The full listing is to be transcribed exactly, with each picture left out.
····················
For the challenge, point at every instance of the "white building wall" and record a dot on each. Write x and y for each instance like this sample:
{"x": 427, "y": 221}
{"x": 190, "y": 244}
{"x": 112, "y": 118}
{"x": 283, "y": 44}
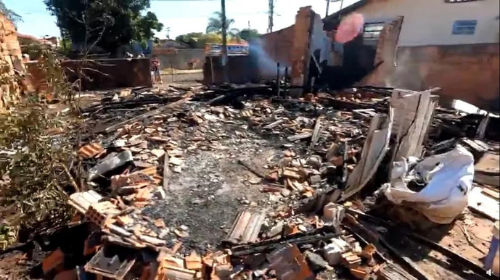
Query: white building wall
{"x": 430, "y": 22}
····················
=== RESPONSE BELOW ===
For the challenge, point at every instance of the "white building wall" and record a dot on each. Write x and y for each instance like this sample:
{"x": 427, "y": 221}
{"x": 190, "y": 244}
{"x": 112, "y": 118}
{"x": 283, "y": 44}
Query: white building wall
{"x": 430, "y": 22}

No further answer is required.